__Image point annotation entries__.
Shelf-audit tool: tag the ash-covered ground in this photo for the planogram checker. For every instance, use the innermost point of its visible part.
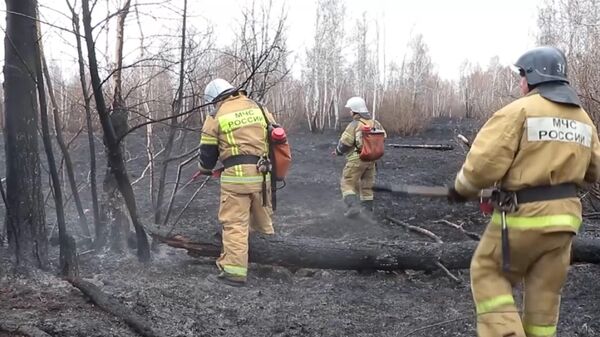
(173, 292)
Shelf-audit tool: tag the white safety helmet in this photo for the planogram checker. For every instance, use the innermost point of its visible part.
(214, 88)
(357, 105)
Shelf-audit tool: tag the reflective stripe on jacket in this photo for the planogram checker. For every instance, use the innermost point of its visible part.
(534, 142)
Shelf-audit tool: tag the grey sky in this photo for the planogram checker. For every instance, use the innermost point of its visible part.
(454, 30)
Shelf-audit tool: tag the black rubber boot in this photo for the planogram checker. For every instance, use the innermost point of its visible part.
(228, 279)
(353, 206)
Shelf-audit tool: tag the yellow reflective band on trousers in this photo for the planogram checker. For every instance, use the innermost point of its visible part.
(494, 303)
(533, 222)
(540, 330)
(235, 270)
(243, 180)
(352, 156)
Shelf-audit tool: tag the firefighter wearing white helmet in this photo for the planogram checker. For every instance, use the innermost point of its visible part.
(357, 176)
(235, 134)
(537, 150)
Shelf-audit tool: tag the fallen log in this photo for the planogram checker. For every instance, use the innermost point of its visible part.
(114, 307)
(21, 329)
(356, 255)
(437, 147)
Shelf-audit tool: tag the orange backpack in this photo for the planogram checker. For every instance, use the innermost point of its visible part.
(373, 143)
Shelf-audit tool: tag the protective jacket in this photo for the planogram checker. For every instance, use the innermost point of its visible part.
(237, 128)
(534, 142)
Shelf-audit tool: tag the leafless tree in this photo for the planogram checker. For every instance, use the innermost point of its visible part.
(25, 218)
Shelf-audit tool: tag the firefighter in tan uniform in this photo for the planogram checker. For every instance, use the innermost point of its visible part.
(235, 134)
(358, 176)
(537, 150)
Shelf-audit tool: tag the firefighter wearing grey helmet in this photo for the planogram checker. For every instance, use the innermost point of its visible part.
(235, 134)
(536, 150)
(358, 176)
(545, 68)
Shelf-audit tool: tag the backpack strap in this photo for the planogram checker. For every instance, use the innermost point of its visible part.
(272, 159)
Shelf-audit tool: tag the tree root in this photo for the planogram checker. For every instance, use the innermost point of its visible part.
(114, 307)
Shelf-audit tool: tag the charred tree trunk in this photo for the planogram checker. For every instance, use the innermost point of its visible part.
(175, 110)
(25, 218)
(99, 227)
(68, 255)
(328, 254)
(114, 153)
(113, 207)
(65, 151)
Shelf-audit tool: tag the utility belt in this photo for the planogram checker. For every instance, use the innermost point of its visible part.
(509, 201)
(263, 165)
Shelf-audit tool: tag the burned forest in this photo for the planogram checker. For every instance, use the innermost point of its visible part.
(114, 226)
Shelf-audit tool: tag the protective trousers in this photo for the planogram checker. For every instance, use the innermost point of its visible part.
(357, 179)
(540, 261)
(240, 213)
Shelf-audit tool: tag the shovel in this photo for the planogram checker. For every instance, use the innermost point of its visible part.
(423, 191)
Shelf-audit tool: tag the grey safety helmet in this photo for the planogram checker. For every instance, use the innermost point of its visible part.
(543, 64)
(545, 69)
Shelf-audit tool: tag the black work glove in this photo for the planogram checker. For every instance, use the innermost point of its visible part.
(454, 197)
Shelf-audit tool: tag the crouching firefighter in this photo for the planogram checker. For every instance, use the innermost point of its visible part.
(362, 142)
(236, 133)
(537, 151)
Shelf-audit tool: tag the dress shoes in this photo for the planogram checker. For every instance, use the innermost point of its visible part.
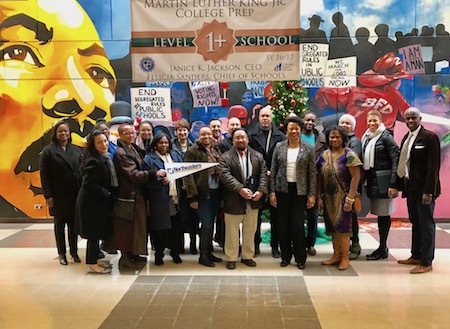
(248, 262)
(409, 261)
(231, 265)
(62, 259)
(214, 258)
(312, 251)
(420, 269)
(100, 270)
(378, 254)
(284, 263)
(204, 260)
(176, 258)
(276, 253)
(76, 258)
(159, 261)
(139, 259)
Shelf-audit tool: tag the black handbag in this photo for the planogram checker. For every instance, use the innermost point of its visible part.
(124, 209)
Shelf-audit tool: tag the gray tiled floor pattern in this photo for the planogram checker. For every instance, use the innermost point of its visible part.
(219, 302)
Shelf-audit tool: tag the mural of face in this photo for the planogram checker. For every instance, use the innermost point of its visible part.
(46, 73)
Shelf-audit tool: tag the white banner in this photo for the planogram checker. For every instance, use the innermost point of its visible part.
(152, 104)
(205, 93)
(226, 40)
(313, 64)
(177, 170)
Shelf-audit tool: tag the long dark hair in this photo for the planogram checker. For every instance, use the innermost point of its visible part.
(90, 149)
(55, 127)
(156, 139)
(341, 132)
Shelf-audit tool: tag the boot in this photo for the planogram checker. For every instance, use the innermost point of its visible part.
(193, 244)
(355, 250)
(345, 261)
(336, 258)
(205, 245)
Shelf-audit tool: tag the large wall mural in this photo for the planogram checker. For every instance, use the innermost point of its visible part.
(68, 58)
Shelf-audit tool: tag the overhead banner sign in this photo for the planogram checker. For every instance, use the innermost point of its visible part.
(205, 40)
(177, 170)
(152, 104)
(313, 64)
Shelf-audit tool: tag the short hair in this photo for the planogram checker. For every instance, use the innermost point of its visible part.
(182, 123)
(157, 138)
(293, 119)
(122, 127)
(215, 119)
(55, 127)
(90, 146)
(239, 129)
(340, 130)
(101, 122)
(309, 112)
(145, 122)
(376, 113)
(204, 126)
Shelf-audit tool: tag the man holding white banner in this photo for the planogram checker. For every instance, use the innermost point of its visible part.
(202, 189)
(243, 173)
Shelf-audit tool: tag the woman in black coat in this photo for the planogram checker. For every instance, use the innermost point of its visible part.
(94, 207)
(59, 164)
(380, 153)
(164, 201)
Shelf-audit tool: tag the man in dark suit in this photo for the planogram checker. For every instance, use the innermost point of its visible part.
(263, 138)
(418, 167)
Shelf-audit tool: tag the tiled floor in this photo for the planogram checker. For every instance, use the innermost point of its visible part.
(37, 292)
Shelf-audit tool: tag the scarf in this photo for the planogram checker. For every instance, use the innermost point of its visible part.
(369, 140)
(166, 158)
(112, 169)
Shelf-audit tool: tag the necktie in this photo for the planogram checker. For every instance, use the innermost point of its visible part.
(402, 161)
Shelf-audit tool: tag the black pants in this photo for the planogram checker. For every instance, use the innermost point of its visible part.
(170, 238)
(60, 236)
(291, 218)
(92, 251)
(273, 227)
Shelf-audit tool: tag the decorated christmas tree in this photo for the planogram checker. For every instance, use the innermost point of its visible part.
(287, 98)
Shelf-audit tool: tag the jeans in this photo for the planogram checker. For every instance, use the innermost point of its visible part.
(423, 230)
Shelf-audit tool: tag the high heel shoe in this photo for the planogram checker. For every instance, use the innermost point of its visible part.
(99, 270)
(76, 258)
(62, 259)
(378, 254)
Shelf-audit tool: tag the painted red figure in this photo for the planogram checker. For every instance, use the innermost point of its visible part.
(378, 90)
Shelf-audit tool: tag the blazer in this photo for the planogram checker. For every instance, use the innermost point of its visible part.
(232, 179)
(59, 177)
(93, 213)
(424, 166)
(386, 159)
(158, 193)
(306, 175)
(257, 142)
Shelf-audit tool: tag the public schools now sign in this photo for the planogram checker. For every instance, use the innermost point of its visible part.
(215, 40)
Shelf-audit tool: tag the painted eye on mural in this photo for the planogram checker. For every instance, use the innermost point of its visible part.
(20, 53)
(102, 77)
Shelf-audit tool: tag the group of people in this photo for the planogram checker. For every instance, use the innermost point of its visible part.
(119, 193)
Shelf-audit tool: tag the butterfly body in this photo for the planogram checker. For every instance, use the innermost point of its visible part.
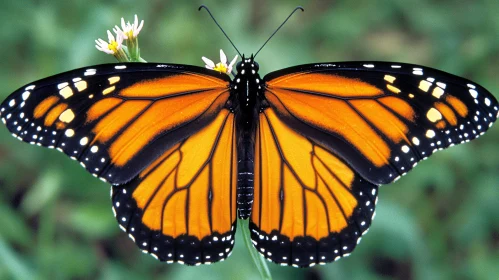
(247, 93)
(299, 152)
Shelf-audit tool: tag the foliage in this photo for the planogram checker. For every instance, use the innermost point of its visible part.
(438, 222)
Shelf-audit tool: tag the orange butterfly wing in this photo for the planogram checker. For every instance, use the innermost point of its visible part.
(160, 134)
(309, 206)
(116, 119)
(330, 133)
(182, 207)
(381, 118)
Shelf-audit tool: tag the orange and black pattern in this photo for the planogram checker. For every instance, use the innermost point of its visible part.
(381, 118)
(115, 119)
(301, 152)
(309, 207)
(182, 207)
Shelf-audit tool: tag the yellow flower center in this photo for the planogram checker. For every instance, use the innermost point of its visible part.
(220, 68)
(129, 34)
(113, 46)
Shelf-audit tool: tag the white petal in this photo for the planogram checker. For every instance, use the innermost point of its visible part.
(123, 24)
(223, 58)
(119, 39)
(233, 61)
(208, 62)
(110, 36)
(139, 28)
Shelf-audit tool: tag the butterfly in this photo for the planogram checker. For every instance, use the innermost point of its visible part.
(300, 152)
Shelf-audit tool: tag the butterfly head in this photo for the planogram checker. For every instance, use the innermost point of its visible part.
(247, 67)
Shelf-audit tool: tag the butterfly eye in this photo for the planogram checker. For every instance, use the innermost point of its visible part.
(257, 66)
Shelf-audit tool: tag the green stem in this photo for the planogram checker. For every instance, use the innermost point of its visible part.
(258, 259)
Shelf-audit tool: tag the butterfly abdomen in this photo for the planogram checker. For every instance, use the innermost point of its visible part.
(245, 177)
(245, 89)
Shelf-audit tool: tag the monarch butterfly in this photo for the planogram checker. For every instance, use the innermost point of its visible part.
(300, 152)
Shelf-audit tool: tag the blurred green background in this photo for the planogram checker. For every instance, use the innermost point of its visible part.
(439, 222)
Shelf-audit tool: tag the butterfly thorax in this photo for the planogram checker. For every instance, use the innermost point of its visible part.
(245, 91)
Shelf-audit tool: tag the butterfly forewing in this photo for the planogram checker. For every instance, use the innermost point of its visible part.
(116, 119)
(380, 118)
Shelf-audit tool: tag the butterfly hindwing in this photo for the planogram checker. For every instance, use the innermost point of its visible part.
(182, 207)
(309, 206)
(117, 118)
(381, 118)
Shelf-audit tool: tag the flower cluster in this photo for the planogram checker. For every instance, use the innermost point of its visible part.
(129, 52)
(222, 66)
(129, 32)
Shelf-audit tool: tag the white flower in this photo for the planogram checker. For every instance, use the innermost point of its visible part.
(114, 45)
(222, 66)
(129, 30)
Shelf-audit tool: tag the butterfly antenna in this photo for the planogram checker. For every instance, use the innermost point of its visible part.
(296, 9)
(206, 8)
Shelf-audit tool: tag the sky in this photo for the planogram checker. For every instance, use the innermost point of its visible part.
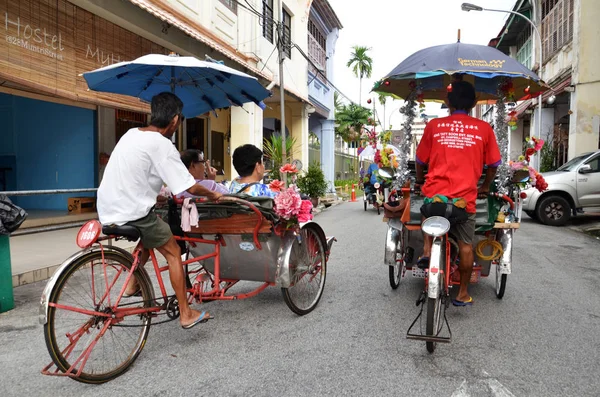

__Stated task__. In the listing above, count the lines that contain the word "floor". Give only the number.

__Answer to this problem__. 2